> **Brief 1**
List every word of two or more letters in the blog entry about Hawker Hunter aviation that is written entirely in capital letters.

Shaun Schofield's 2012 blogGAR Entries

MAR 26 2012
blogGAR: Hawker Hunter Aviation (HHA) at RNAS Yeovilton

As luck would have it, I managed to book off the right day for a change, with a pair of the Hunters scheduled to fly two serials during the day, which just so happened to have a favourable forecast. Someone was smiling down on me, or so I thought, as upon our arrival to the 09 end at Yeovilton, the weather was gloomy and overcast. Things didn’t get better; the RHAG at our end went up, with the two Hunters and a local Hawk turning onto Runway 27 at the far end of the airfield for an unexpected downwind take off. Fortunately, the aircraft kept low enough to get shots at our end of the airfield, but it was a little frustrating.

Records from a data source
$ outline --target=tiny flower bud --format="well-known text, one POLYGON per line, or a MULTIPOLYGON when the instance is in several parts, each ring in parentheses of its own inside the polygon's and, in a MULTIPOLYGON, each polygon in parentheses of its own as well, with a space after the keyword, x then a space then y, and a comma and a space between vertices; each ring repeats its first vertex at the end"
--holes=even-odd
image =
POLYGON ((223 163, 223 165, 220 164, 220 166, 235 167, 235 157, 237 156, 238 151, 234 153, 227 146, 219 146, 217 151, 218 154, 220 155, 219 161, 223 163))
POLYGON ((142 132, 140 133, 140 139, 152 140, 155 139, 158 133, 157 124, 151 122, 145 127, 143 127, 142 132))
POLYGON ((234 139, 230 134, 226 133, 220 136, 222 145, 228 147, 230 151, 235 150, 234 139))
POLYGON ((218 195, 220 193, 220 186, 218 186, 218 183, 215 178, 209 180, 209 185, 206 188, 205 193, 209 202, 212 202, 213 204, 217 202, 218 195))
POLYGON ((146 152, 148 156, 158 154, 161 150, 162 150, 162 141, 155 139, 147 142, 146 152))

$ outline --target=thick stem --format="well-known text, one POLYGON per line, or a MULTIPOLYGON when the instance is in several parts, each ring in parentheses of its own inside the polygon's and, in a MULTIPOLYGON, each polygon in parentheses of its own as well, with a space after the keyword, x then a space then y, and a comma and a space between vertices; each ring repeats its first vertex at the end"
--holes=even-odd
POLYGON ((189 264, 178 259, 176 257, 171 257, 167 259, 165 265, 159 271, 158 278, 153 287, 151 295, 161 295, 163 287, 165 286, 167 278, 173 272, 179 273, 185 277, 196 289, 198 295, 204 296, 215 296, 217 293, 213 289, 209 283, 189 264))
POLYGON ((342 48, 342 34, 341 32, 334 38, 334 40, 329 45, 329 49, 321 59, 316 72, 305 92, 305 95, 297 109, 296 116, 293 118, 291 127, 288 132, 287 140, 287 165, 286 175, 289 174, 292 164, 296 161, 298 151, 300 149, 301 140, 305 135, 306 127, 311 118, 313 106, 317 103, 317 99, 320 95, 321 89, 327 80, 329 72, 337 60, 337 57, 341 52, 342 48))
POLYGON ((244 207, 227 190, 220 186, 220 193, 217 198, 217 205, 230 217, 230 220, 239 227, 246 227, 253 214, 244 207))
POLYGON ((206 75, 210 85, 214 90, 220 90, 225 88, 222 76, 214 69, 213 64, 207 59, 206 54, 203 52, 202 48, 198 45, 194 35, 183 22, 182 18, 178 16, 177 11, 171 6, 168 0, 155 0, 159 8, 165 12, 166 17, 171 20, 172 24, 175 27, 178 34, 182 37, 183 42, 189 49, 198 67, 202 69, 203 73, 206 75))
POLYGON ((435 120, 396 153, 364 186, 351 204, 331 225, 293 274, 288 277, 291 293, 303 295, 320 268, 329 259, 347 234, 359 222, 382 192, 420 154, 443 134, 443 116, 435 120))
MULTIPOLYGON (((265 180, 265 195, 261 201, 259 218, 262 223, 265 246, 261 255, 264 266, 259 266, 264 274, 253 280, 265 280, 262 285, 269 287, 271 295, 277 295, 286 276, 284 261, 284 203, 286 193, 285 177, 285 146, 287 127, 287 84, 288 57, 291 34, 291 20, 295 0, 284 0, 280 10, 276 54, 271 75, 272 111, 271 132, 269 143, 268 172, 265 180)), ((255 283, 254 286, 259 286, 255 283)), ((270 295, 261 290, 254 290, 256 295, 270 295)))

> **Brief 2**
Recast the rows from the line with "outline --target=thick stem" to the line with "POLYGON ((244 207, 227", both included, as a two-column CSV with the columns request and response. Write one CSV row per request, holding its text and its answer, and put each in a single quoted field with line breaks turned into spaces.

> **Correct result 1**
MAR, HHA, RNAS, RHAG

> **Correct result 2**
request,response
"$ outline --target=thick stem --format=""well-known text, one POLYGON per line, or a MULTIPOLYGON when the instance is in several parts, each ring in parentheses of its own inside the polygon's and, in a MULTIPOLYGON, each polygon in parentheses of its own as well, with a space after the keyword, x then a space then y, and a comma and a space between vertices; each ring repeats its first vertex at the end"" --holes=even-odd","POLYGON ((189 264, 178 259, 176 257, 171 257, 167 259, 165 265, 159 271, 158 278, 153 287, 151 295, 161 295, 163 287, 165 286, 167 278, 173 272, 179 273, 185 277, 196 289, 198 295, 204 296, 215 296, 217 293, 213 289, 209 283, 189 264)) POLYGON ((342 48, 342 34, 341 32, 334 38, 334 40, 329 45, 329 49, 321 59, 316 72, 305 92, 305 95, 297 109, 296 116, 293 118, 291 127, 288 132, 287 140, 287 165, 286 175, 289 174, 292 164, 296 161, 298 151, 300 149, 301 140, 305 135, 306 127, 311 118, 313 106, 317 103, 317 99, 320 95, 321 89, 327 80, 329 72, 337 60, 337 57, 341 52, 342 48)) POLYGON ((244 207, 227 190, 220 186, 220 193, 217 198, 217 205, 230 217, 230 220, 239 227, 246 227, 253 214, 244 207))"